Dataset excerpt
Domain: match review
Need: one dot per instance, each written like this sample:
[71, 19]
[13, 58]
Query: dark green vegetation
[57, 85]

[EXERCISE TASK] Reproduce the lines above without any changes.

[THE SOLUTION]
Domain: match review
Need: one dot per instance, each written like this sample:
[71, 19]
[13, 58]
Query: dark green vegetation
[57, 85]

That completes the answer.